Collect every line of the data below that contains the word "apartment", and copy each such line.

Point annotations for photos
START

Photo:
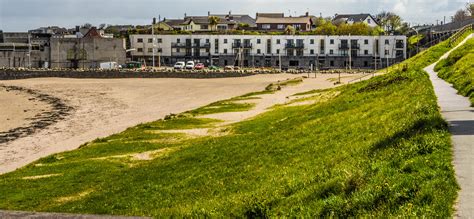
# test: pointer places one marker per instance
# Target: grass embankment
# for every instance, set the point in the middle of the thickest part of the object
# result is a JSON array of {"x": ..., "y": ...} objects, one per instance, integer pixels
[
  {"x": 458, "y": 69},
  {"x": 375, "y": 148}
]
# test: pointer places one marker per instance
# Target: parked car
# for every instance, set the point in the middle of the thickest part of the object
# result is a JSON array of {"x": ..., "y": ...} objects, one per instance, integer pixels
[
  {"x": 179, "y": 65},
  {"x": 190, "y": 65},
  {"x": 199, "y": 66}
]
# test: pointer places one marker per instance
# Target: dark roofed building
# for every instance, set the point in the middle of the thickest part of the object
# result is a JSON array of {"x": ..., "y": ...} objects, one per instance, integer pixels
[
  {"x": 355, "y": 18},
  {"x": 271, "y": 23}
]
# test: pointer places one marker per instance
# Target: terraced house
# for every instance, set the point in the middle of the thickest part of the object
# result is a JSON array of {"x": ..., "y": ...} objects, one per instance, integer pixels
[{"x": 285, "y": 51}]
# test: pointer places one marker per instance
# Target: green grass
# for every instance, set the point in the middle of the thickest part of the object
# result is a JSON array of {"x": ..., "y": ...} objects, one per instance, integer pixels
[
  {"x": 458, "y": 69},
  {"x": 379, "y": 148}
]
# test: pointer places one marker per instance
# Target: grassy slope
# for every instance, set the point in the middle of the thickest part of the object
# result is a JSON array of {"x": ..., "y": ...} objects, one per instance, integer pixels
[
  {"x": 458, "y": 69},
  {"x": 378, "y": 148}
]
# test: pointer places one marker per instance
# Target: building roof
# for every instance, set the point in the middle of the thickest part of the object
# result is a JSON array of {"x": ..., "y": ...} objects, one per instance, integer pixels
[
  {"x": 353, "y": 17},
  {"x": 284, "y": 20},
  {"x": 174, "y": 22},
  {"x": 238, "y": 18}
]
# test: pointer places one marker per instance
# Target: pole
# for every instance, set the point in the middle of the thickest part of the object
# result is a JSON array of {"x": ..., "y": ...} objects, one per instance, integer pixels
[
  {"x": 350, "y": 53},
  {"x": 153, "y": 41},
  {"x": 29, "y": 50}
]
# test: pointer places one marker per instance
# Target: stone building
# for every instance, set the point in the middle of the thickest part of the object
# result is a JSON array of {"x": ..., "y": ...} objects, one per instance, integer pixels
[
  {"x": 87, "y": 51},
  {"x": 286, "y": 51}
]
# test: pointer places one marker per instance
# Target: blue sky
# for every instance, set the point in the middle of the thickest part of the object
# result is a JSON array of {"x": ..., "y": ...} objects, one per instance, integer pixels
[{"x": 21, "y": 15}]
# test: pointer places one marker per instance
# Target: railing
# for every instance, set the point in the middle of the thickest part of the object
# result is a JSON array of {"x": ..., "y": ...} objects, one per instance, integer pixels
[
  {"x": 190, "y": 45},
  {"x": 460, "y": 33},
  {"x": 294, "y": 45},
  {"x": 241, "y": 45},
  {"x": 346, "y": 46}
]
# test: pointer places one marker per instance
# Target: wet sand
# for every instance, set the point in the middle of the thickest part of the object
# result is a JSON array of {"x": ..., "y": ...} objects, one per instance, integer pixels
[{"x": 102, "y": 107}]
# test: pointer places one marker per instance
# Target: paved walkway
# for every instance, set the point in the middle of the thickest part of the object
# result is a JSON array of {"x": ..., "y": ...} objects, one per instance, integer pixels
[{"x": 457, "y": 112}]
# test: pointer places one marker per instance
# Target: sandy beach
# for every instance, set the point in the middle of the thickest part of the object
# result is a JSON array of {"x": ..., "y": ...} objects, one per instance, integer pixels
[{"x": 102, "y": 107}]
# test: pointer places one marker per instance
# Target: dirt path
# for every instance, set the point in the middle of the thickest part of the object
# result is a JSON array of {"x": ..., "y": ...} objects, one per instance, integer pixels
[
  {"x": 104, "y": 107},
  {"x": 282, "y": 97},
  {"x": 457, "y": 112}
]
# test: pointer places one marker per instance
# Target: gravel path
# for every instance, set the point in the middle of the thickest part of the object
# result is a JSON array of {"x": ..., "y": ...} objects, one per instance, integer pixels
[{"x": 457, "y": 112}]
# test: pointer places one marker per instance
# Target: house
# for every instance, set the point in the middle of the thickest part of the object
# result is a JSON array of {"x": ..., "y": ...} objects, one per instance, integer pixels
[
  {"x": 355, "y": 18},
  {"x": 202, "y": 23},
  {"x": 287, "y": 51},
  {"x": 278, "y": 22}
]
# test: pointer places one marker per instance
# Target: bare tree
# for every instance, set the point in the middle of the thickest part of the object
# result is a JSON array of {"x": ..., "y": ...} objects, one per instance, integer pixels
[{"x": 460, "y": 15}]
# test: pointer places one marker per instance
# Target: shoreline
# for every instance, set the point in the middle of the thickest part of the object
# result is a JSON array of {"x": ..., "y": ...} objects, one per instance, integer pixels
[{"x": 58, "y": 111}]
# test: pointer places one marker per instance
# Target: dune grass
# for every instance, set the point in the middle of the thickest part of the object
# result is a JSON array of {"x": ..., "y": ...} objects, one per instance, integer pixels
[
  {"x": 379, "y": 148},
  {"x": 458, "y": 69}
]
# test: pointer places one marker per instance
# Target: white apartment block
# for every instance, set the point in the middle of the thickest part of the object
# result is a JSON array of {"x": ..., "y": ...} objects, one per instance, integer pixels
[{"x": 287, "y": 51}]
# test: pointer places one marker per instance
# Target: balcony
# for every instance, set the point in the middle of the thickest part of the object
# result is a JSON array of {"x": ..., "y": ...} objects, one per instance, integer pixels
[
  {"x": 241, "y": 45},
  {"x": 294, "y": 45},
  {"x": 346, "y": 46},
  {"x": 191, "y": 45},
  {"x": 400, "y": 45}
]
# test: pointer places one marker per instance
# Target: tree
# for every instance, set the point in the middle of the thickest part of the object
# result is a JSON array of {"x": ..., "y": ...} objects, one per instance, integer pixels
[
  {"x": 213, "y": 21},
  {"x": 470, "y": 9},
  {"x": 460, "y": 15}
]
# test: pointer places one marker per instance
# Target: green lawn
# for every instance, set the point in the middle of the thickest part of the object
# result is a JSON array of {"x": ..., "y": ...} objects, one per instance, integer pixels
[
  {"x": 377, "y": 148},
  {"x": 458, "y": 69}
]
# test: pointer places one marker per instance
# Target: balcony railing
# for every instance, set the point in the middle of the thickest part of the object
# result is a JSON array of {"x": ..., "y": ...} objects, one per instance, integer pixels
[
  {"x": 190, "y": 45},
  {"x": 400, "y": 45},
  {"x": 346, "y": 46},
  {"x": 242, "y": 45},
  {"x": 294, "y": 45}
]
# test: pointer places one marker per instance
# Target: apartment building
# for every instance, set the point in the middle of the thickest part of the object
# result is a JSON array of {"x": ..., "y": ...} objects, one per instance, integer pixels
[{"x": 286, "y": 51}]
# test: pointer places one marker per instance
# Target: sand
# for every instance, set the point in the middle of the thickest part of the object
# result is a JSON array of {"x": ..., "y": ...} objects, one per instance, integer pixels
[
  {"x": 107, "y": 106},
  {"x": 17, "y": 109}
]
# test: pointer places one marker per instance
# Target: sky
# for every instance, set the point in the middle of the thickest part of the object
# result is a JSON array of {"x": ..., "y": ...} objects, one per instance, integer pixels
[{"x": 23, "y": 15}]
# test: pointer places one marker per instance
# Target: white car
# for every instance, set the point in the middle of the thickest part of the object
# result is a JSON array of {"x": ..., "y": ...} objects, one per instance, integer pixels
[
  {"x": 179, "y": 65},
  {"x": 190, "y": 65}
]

END

**Output for this exercise:**
# Target: white apartment block
# Target: apartment building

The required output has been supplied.